THE TASK: Please reproduce the whole post on dark energy below, word for word.

GIVEN TEXT:
Adam Blatner
Words and Images from the Mind of Adam Blatner
Whither Dark Energy?
Originally posted on August 18, 2012
Why or how does the innate tendency towards complexity emerge in the cosmos? Teilhard de Chardin has hypothesized this tendency but it doesn’t coordinate with any present principles in physics. Still, I am not satisfied by most purely materialist theories. So I just had this idea, a wild speculation:
What’s with Dark Energy, anyway? In its aggregate, converting estimates of what it would take to speed up rather than slow down the expansion of the galaxies away from each other, converting that energy into mass via E = mc2 law, folks have figured that dark energy accounts for the equivalent of 80% or more of what is the universe! Whoa! So my idea is that what we call Dark Energy is just the shadow of God’s inflow of Grace, positivity, creativity, love, into this 3-D plus T universe.
If there were such a flow, “a still, small voice,” an astonishingly subtle nudge towards the positive, with lots of room for “free will” and veering off into extinction, perhaps that would account for why humans have evolved in spite of our species evident cosmic stupidity.
Dark Energy has that quality of incredible subtlety that, nevertheless, in its aggregate, is stupendously powerful That is to say, the evidence for Dark Energy is so subtle that it can’t be detected within our galaxy. But intra-galactically, wow. And we didn’t know it was there until only a few decades ago. That “force” works not to make the galaxies fly apart faster—that’s only a side effect—but it drives evolution towards complexity. It’s the Cosmic Yes. Another way to think of this force is that it operates a step below what David Bohm called the implicate order. This force is part of God as much as every particle in the cosmos, but in a different way. It’s the force of Love, Love, Love.

RECORDED INFORMATION:
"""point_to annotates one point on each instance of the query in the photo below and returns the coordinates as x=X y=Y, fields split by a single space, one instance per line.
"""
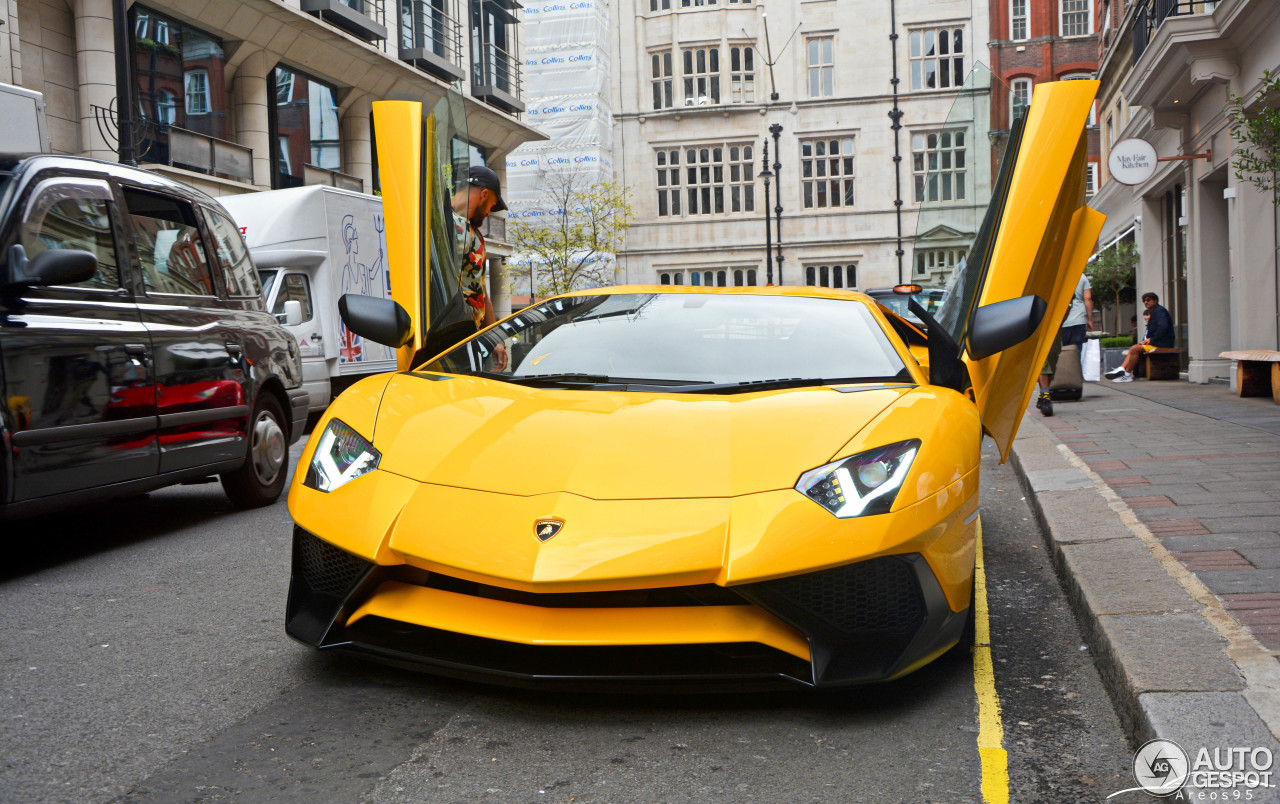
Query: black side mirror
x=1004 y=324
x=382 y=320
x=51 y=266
--
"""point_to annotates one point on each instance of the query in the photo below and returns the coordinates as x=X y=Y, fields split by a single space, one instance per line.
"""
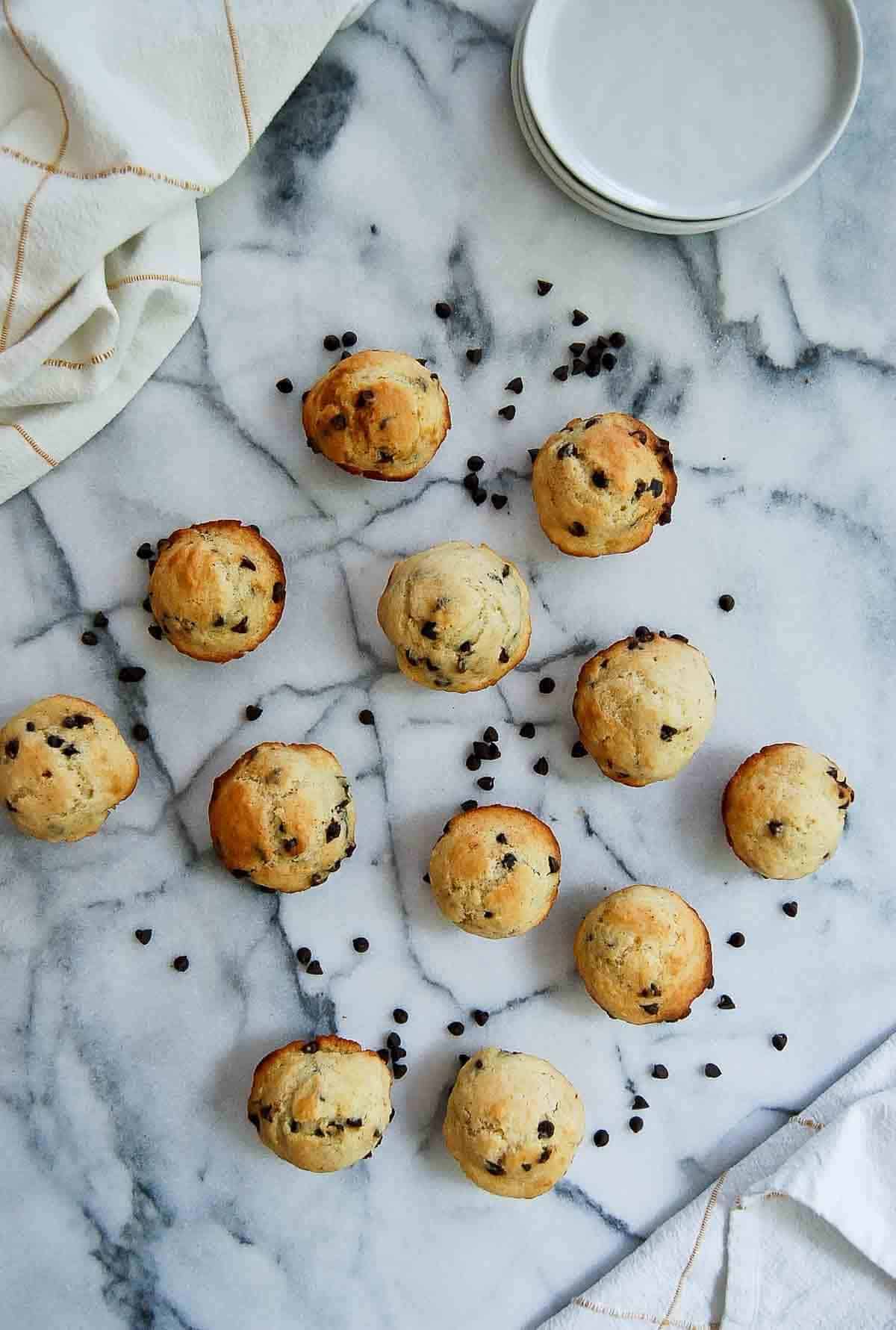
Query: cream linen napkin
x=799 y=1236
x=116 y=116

RESPONSE AREA:
Adam Blatner
Words and Images from the Mind of Adam Blatner
Whither Dark Energy?
Originally posted on August 18, 2012
Why or how does the innate tendency towards complexity emerge in the cosmos? Teilhard de Chardin has hypothesized this tendency but it doesn’t coordinate with any present principles in physics. Still, I am not satisfied by most purely materialist theories. So I just had this idea, a wild speculation:
What’s with Dark Energy, anyway? In its aggregate, converting estimates of what it would take to speed up rather than slow down the expansion of the galaxies away from each other, converting that energy into mass via E = mc2 law, folks have figured that dark energy accounts for the equivalent of 80% or more of what is the universe! Whoa! So my idea is that what we call Dark Energy is just the shadow of God’s inflow of Grace, positivity, creativity, love, into this 3-D plus T universe.
If there were such a flow, “a still, small voice,” an astonishingly subtle nudge towards the positive, with lots of room for “free will” and veering off into extinction, perhaps that would account for why humans have evolved in spite of our species evident cosmic stupidity.
Dark Energy has that quality of incredible subtlety that, nevertheless, in its aggregate, is stupendously powerful That is to say, the evidence for Dark Energy is so subtle that it can’t be detected within our galaxy. But intra-galactically, wow. And we didn’t know it was there until only a few decades ago. That “force” works not to make the galaxies fly apart faster—that’s only a side effect—but it drives evolution towards complexity. It’s the Cosmic Yes. Another way to think of this force is that it operates a step below what David Bohm called the implicate order. This force is part of God as much as every particle in the cosmos, but in a different way. It’s the force of Love, Love, Love.